■ **Exercise goal**:
Reproduce verbatim every line from the one that includes "of the chest" to the closing line of the entries; omit everything before it.

--- START OF Dataset content ---

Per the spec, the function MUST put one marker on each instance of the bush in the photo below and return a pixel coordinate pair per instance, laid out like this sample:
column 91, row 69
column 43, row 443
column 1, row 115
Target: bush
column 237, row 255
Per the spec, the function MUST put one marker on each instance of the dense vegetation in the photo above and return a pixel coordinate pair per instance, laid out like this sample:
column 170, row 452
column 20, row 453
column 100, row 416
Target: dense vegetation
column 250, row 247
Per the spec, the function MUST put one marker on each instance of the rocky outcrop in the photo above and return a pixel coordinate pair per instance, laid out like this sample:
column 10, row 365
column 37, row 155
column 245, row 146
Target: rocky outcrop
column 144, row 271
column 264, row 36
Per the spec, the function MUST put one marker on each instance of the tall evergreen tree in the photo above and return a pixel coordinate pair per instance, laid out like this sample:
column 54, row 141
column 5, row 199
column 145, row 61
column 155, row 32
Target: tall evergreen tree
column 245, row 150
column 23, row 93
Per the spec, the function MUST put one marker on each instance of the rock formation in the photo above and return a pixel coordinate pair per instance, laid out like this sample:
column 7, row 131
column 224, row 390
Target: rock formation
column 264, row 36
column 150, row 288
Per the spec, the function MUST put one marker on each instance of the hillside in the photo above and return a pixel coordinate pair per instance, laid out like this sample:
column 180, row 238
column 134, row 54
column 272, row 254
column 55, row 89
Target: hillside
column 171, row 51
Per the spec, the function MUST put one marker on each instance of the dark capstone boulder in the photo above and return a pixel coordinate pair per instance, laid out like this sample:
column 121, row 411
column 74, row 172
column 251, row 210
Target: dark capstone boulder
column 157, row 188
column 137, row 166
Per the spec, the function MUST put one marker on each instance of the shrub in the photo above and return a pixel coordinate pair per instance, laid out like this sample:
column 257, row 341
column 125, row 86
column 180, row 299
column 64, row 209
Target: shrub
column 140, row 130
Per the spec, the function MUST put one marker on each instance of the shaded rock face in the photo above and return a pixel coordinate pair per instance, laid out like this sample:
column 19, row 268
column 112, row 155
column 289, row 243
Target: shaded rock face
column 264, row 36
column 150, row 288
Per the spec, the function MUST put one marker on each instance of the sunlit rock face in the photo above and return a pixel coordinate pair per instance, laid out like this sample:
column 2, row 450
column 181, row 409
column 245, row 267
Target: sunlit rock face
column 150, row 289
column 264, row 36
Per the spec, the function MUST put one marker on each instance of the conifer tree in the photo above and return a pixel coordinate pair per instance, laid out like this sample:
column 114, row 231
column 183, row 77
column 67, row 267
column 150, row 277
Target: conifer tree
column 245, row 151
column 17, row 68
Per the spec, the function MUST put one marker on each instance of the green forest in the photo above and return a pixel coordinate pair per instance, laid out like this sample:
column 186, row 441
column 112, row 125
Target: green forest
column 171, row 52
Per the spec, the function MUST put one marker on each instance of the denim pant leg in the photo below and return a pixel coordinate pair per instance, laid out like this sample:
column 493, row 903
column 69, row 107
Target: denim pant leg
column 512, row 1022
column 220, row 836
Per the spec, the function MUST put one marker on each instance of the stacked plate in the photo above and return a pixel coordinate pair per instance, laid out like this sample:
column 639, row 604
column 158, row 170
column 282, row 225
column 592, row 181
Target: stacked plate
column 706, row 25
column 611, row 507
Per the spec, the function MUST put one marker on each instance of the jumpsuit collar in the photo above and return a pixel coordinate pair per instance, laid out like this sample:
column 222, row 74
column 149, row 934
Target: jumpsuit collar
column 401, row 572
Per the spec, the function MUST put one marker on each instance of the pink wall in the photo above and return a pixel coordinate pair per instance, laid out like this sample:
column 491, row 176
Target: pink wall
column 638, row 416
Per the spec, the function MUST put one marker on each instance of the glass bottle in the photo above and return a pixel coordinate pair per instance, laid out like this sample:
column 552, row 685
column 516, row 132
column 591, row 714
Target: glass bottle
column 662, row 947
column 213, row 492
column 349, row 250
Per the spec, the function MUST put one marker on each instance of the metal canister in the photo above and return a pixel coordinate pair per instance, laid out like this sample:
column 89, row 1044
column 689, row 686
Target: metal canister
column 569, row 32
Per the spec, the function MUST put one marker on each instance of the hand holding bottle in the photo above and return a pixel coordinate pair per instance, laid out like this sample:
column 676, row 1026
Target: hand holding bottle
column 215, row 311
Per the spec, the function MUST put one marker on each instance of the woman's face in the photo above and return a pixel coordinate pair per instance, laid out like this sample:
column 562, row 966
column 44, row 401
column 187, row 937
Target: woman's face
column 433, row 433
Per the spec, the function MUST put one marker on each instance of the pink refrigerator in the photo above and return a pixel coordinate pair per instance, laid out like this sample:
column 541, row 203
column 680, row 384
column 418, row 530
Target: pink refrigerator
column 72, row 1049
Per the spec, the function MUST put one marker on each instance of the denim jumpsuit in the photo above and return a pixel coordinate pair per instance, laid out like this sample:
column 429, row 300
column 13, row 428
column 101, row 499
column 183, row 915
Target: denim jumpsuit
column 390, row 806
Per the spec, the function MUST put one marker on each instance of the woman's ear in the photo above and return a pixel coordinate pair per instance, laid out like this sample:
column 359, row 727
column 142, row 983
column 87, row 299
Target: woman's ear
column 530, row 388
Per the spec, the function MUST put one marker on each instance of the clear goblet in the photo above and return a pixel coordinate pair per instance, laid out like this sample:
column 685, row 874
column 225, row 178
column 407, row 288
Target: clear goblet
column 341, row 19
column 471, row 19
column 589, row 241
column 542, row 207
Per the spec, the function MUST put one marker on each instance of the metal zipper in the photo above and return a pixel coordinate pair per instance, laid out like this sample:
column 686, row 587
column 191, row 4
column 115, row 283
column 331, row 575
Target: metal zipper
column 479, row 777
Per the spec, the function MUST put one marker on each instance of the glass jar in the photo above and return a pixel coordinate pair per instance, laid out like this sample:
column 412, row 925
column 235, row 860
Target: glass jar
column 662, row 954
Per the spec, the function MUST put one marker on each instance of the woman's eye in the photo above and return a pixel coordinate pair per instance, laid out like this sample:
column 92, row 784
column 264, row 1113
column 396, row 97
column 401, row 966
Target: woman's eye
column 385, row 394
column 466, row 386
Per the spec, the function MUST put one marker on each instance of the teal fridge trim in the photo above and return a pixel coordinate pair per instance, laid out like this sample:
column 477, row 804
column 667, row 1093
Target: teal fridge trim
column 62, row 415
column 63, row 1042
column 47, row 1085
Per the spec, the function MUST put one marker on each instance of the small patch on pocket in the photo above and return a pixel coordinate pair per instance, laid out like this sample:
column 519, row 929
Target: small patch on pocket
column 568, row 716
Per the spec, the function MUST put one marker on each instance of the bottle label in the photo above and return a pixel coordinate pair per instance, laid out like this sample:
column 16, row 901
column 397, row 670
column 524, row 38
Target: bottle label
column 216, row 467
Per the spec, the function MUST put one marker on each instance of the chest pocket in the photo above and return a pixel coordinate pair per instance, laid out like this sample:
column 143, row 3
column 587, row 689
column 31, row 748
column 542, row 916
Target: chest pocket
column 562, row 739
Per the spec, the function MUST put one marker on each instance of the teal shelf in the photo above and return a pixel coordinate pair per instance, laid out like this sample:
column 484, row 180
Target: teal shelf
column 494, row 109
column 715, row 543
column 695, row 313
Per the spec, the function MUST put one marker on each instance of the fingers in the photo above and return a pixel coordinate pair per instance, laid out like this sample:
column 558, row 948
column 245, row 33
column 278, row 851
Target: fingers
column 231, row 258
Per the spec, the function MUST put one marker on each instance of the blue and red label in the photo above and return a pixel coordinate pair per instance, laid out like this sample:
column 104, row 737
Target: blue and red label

--- END OF Dataset content ---

■ **Output below**:
Per the spec, the function MUST put one marker on each instance of the chest pocket in the photo above and return a pixel coordinate pair per instance, laid out like this sample:
column 143, row 3
column 587, row 689
column 31, row 748
column 542, row 916
Target: chest pocket
column 562, row 739
Per the spec, the function MUST put one marker on each instance of the teal shelf in the photo above and return a pixel coordinate pair per instance, laid out like this sample:
column 484, row 180
Target: teal shelf
column 494, row 109
column 715, row 543
column 695, row 313
Per the spec, the function MUST put one marker on each instance of the fingers in the photo above and return a pixel coordinate pair per instance, laid out like this sample:
column 558, row 948
column 245, row 33
column 278, row 851
Target: fingers
column 231, row 258
Per the spec, the function MUST put one marker on each instance of the blue and red label in the photo above and return a pixel coordinate pair per instance, laid out like this sample:
column 104, row 737
Target: blue and red label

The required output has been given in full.